┌──

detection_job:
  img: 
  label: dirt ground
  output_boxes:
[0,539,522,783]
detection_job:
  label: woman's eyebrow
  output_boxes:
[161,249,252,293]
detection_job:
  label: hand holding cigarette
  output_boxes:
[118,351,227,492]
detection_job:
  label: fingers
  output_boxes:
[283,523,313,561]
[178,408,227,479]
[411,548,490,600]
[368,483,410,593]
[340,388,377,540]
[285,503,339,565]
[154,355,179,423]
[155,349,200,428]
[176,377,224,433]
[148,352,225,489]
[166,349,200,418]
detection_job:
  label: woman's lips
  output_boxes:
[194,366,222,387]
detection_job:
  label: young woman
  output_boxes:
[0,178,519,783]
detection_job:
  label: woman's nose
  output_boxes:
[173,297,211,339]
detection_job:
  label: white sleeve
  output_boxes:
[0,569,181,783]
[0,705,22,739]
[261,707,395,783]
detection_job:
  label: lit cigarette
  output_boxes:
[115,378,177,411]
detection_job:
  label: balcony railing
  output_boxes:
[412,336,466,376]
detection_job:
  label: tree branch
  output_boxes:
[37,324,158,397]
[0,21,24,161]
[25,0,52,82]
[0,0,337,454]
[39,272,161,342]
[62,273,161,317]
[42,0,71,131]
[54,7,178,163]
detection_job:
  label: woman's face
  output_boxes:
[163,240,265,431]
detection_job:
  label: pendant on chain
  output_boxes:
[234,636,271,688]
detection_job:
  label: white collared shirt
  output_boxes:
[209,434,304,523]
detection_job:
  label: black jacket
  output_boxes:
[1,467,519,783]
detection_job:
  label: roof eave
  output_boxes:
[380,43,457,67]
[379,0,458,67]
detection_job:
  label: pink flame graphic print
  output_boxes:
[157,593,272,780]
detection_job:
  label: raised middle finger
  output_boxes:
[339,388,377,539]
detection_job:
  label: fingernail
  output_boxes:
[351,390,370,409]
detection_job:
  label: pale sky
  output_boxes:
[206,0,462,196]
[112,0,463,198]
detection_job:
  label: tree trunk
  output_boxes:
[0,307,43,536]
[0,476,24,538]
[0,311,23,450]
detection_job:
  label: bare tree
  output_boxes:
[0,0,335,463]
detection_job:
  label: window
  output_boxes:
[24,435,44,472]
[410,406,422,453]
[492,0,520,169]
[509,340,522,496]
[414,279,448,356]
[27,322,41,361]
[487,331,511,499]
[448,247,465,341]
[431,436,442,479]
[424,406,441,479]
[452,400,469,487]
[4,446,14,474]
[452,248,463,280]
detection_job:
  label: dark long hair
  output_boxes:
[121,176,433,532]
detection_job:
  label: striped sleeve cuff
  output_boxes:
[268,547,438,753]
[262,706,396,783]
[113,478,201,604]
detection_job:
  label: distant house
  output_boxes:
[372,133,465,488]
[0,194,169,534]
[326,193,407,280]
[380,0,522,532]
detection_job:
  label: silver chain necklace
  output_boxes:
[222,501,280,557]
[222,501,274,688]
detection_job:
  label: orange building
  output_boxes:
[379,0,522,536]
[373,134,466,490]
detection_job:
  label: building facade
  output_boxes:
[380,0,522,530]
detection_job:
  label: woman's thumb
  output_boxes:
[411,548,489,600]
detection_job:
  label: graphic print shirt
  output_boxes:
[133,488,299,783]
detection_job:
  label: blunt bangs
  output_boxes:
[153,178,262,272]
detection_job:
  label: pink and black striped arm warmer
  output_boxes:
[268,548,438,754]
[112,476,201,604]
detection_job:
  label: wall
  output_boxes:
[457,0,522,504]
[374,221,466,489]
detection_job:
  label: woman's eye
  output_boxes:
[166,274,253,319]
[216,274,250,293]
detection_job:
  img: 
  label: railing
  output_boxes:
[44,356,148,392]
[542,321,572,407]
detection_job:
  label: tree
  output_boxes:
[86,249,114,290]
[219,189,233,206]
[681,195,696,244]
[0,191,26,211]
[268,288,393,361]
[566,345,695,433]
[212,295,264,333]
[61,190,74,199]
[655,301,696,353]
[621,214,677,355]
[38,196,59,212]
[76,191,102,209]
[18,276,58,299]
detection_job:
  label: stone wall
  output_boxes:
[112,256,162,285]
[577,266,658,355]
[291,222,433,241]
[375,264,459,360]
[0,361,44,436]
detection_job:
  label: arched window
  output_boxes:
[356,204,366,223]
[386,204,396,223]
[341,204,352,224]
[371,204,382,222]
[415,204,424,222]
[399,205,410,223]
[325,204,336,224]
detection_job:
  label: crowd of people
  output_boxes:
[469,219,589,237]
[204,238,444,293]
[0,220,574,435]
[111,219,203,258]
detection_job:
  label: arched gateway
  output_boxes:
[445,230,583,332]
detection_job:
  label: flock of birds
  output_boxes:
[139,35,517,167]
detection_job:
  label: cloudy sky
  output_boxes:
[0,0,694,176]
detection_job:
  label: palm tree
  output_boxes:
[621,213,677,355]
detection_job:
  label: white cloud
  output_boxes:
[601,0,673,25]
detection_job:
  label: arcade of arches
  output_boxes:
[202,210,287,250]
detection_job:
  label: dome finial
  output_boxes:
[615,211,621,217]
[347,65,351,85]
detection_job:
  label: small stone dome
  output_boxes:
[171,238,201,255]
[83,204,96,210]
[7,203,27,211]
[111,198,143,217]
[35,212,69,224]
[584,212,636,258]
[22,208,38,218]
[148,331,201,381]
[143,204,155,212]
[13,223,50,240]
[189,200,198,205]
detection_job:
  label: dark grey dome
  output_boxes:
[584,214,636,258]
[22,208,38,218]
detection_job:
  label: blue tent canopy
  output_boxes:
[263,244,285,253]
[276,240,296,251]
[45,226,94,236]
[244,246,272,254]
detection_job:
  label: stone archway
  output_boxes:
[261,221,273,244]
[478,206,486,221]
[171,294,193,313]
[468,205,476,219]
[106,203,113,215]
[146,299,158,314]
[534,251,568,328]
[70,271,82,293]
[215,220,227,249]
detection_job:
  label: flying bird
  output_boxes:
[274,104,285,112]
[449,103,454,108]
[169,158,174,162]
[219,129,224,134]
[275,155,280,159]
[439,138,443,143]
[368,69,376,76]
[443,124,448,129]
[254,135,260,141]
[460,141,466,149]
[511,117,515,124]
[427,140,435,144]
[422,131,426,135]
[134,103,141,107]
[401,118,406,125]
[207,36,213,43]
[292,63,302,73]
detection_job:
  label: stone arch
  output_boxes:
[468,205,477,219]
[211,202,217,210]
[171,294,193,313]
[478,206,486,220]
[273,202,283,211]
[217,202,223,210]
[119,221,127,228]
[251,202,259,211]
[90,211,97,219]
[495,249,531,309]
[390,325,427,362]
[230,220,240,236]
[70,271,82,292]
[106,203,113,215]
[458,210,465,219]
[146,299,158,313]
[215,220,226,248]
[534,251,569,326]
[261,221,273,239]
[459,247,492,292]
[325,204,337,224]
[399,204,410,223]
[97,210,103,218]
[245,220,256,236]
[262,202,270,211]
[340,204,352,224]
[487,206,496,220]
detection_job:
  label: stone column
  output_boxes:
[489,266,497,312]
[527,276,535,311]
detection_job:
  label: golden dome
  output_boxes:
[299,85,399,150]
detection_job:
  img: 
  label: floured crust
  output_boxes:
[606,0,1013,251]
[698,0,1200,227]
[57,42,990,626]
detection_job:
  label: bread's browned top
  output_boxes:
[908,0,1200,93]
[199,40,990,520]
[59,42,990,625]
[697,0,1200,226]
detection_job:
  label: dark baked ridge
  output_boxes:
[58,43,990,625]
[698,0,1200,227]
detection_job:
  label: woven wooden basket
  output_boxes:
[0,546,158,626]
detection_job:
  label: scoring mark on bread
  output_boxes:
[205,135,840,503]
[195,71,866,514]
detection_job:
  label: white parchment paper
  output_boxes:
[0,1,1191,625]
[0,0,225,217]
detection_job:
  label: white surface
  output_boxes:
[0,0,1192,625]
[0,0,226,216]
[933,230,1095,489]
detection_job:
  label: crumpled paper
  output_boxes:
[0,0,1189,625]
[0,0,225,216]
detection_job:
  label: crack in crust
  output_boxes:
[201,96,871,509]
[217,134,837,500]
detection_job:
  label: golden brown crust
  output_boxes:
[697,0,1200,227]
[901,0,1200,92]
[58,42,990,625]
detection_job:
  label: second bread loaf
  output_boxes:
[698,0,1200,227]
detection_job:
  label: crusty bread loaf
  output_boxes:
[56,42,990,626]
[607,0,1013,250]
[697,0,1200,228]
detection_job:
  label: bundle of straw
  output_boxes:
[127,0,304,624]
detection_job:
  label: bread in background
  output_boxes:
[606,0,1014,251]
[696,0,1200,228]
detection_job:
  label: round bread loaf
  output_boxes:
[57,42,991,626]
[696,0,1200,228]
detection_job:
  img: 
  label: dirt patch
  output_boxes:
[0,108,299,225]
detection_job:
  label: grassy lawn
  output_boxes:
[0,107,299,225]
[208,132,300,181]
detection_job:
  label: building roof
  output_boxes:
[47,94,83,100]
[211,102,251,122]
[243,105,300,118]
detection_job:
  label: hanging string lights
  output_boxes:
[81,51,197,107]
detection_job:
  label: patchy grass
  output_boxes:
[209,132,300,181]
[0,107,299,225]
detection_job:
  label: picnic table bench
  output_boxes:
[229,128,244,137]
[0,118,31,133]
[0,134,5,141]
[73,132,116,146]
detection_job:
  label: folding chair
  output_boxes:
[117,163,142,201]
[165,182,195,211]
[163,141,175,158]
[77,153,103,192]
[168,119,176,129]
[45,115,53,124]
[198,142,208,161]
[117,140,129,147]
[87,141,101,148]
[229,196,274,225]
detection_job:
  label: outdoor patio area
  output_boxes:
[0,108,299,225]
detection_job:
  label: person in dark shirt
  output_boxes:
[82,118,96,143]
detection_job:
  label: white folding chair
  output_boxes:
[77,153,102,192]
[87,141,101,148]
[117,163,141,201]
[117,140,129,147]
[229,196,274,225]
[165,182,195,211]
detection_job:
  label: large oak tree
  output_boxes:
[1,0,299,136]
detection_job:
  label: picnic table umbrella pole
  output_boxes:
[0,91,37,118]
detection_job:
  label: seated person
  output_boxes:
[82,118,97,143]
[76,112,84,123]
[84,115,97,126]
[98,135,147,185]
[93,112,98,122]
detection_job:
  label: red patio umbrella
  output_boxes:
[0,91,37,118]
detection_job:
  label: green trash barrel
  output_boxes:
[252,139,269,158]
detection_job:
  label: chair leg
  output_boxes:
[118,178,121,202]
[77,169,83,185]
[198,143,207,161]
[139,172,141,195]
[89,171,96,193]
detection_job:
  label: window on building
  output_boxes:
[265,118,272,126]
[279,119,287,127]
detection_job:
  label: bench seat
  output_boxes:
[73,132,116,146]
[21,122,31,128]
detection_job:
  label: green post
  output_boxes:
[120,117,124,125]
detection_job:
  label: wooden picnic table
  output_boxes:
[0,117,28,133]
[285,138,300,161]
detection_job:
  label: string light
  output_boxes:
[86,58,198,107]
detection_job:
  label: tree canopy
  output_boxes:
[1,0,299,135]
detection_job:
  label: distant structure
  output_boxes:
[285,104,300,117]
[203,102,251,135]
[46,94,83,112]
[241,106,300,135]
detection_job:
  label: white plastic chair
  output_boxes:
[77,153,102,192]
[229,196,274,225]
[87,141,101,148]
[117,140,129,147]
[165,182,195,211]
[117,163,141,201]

└──

YOUR OBJECTIVE: Only the lines from the start of the material through the line containing "label: fingers" belong in the answer, each copied exactly.

EXERCISE ANSWER:
detection_job:
  img: 
  label: dirt ground
  output_boxes:
[0,539,522,783]
detection_job:
  label: woman's eyebrow
  output_boxes:
[161,249,252,293]
detection_job:
  label: hand holding cigarette
  output_boxes:
[118,351,227,492]
detection_job:
  label: fingers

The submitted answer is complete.